The exercise
Images should be left out, and everything else in the listing reproduced exactly.

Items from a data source

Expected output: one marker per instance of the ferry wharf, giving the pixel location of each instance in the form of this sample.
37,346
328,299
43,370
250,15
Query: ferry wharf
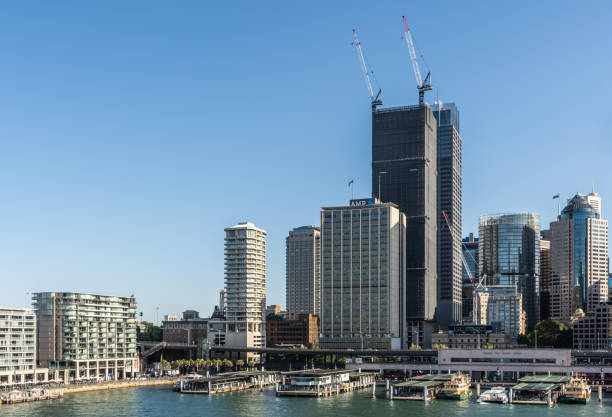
323,383
227,382
538,390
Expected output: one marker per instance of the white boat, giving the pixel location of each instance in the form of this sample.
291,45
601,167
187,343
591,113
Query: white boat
494,395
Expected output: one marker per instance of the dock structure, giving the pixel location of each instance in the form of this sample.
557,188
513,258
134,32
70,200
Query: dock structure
538,390
420,388
227,382
323,382
35,394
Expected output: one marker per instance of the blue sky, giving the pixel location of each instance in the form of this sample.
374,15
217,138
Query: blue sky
132,133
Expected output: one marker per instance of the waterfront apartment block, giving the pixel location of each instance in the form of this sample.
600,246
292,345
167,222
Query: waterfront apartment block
18,347
190,329
579,259
472,336
362,275
303,274
509,254
86,335
449,309
404,172
243,324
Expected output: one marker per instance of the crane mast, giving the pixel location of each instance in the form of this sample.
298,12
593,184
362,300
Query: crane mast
375,100
422,84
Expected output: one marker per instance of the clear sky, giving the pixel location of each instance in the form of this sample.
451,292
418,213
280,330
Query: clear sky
132,133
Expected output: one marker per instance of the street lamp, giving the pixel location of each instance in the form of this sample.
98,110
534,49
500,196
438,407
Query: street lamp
381,173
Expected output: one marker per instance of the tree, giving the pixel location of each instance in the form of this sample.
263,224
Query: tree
415,347
549,333
439,346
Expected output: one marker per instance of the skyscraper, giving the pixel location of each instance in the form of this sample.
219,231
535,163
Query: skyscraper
362,275
449,201
579,259
544,279
404,171
86,335
245,291
509,254
303,275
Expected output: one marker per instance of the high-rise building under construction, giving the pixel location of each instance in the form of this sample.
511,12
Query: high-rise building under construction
449,202
404,172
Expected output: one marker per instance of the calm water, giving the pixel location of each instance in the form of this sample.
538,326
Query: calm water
161,401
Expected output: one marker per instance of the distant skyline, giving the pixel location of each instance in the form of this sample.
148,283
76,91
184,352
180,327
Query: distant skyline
133,133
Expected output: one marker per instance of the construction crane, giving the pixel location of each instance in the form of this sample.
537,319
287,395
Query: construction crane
375,100
422,84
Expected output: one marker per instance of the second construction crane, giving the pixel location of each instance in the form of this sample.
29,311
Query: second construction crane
422,84
375,100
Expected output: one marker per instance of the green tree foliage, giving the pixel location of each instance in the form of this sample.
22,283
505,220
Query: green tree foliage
550,333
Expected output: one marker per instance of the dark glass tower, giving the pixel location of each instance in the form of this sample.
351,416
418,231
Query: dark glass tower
449,201
404,149
509,254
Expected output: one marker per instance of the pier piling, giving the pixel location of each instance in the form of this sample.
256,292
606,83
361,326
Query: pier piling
599,394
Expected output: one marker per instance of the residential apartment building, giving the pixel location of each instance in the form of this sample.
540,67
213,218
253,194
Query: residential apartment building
244,297
404,172
579,259
509,255
593,331
449,307
18,348
501,307
299,329
303,270
86,335
545,279
362,275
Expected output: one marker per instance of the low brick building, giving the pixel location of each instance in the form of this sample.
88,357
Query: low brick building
300,329
191,329
471,336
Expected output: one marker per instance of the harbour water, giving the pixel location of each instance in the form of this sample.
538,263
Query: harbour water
161,401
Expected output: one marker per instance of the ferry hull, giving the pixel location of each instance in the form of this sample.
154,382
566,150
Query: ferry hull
574,400
456,397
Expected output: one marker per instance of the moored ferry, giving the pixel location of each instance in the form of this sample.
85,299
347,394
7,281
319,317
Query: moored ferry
494,395
457,388
577,391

Result of the task
Expected output: one marker per instance of the ferry wharf, giving the pixel location of each instance in the form of this sample.
37,346
328,299
43,370
250,15
Query: ferry wharf
323,383
227,382
538,390
Expected output: one marker per instance of the white boat, giving the pixel location of each instance in the form of this sample.
291,45
601,167
187,343
591,113
Query: white boat
494,395
Expected output: one marker per instance of the dock structure, giving the pixel location of each instance in the form of this sample.
557,188
513,258
134,32
70,200
Query: dock structure
538,390
420,388
227,382
323,382
35,394
Expected output: one marker per instance of the blue sky, giving the pixel location of each instance in the form of this sample.
374,15
217,138
Query: blue sky
132,133
Expected output: one marker per instance of the waterfront apartment block, giving the pixel location of each instance in the form of this sample.
600,246
292,345
167,222
Query: waterfront apartment block
18,347
190,329
579,259
472,336
362,275
303,274
509,254
86,335
449,309
404,172
243,324
Expected output: one marker per instance of the crane mast, giving the pixel location of each instance in the form of this sample.
298,12
593,184
362,300
Query: crane mast
375,100
422,84
Expected output: one marker per instance of the clear sky, giving the pixel location of each instance in the form of this sample.
451,292
418,213
280,330
Query: clear sky
132,133
Expected output: one marker per instance of the street lamp, giving the pixel location of each instance in the form of this sample.
98,110
534,49
500,196
438,407
Query: street lamp
381,173
Expected output: one marker per instance of the tree, giving the pixel location of each instance in the form of this sample.
263,224
Query: tree
415,347
549,333
439,346
Expected output: one marker per instance of the skyscraper, giving the pixel location of each instance in the form of this sample.
219,231
535,163
Query: skyscraper
362,275
449,201
579,259
544,279
404,171
86,335
245,291
509,254
303,275
Expected output: one marker per instance of the high-rise building under construction, giving the pixel location of each instance in the form of this sample.
511,12
Query: high-rise building under construction
449,202
404,172
Expected output: one marker per instance of the calm water, giving the pixel location of each instance in the form of this sample.
538,326
Query: calm water
161,401
Expected output: one marker per instance of the distant skyline, giving the pixel location of each instance in the form of this sample.
148,283
76,91
184,352
180,327
Query: distant skyline
133,133
Expected output: one marker per instance of the construction crane, giving the pixel location of each instance in the form of this sample.
537,319
287,395
Query: construction crane
375,100
422,84
Expected output: one marker per instance of the second construction crane, giving the pixel location of each instance in the form of this sample.
29,311
Query: second construction crane
422,84
375,100
Expected output: one marker per instance of the green tree foliage, giving the pixel location of each instance in the form of this sample.
22,283
505,220
Query: green tree foliage
550,333
Expected output: one marker per instance of the dark glass tower, giving the pixel location of each instance in the form of this sample.
351,416
418,231
Query: dark glass tower
449,201
404,149
509,254
Expected output: one marker per instance of the pier piling, giving the pixel location of each instance in the form of this sample.
256,292
606,83
361,326
Query: pier piling
599,394
Expected output: one marker per instance of the residential apartment building, giving the pixel location of each instance in the form of this sample.
540,67
213,218
253,194
Query: residential apartment building
244,297
404,172
579,259
509,255
593,331
449,307
18,348
501,307
299,329
303,270
86,335
545,279
362,275
Expected output: one marker per instance of the low brick building, giving the pixel location of each instance in the form of this sample.
88,357
Query: low brick building
300,329
191,329
471,336
Expected output: one marker per instance of the harbour water, giving the pixel location of each instance in the form of this sample.
538,263
Query: harbour water
161,401
Expected output: one marker per instance of the ferry hull, giving the pixel location of each instance in the form of this sample.
154,382
566,150
Query: ferry hull
574,400
456,397
Expected output: one marker per instance of the moored ferry, giving the pixel location of each instance in the form of this sample.
85,299
347,394
7,281
319,317
Query: moored ferry
494,395
457,388
577,391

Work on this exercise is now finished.